## What the task requires
Rewrite all of the records below, swapping "Indicate with a point" for "Mark with a point" and keeping everything else the same. Leave the pictures out of your answer.

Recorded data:
»»
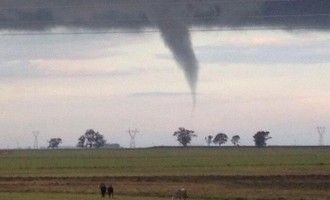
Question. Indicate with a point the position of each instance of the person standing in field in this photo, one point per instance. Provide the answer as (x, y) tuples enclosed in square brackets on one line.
[(110, 191)]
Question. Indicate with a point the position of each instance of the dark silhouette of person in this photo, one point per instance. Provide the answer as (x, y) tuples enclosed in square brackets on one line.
[(110, 191), (103, 189)]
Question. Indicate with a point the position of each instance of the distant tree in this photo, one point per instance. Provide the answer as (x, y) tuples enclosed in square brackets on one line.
[(220, 139), (53, 143), (91, 139), (235, 140), (260, 138), (184, 136), (208, 140)]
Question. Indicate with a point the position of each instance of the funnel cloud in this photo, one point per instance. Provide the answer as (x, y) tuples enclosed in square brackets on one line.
[(173, 18)]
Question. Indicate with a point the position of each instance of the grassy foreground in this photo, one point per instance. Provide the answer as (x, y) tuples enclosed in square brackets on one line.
[(167, 161), (154, 173)]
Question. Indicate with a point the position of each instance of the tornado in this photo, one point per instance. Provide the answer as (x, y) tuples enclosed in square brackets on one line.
[(173, 21)]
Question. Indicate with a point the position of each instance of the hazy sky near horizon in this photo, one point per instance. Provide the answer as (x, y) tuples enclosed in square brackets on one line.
««
## Written solution
Question. Mark with a point the position of each instance of the person standing in field in this photo, one point per instance. Provide the answer as (x, y) tuples enclosed in square brackets on one line.
[(110, 191)]
Question. Mark with a point the position of each instance of the dark silhouette of person in this photo, one point per instance. Provide the answer as (x, y) tuples enclosed in square brackets on one line.
[(110, 191), (103, 189)]
Question. Mark with a point the position of each instance of the distant tree in this photo, one point per instance. Provide the answer as (x, y) tuples enclosed in square brackets on one line.
[(220, 139), (53, 143), (91, 139), (235, 140), (260, 138), (184, 136), (208, 140)]
Question. Mark with a point the position of each instance of the funnel cloud in this photo, one point per instance. Provide the answer as (x, y) tuples enclosed in square brackets on one line.
[(173, 18)]
Question. Mark with a point the position of each instance of the grassy foreground in this photo, one point per instance. Provide the answer as (x, y) tuples enclosed in square brackets on one line.
[(167, 161), (154, 173)]
Question. Mark with a point the position of each instance of the tornado in this photo, one point per instance. Provide the answer as (x, y) tuples enclosed in square brackets on one line.
[(173, 21)]
Question. Mark with a point the position of each instance of the hazy sky near horizon in this photo, one point per instance. Provide the answer as (x, y) tuples enclosed in square brackets on one line.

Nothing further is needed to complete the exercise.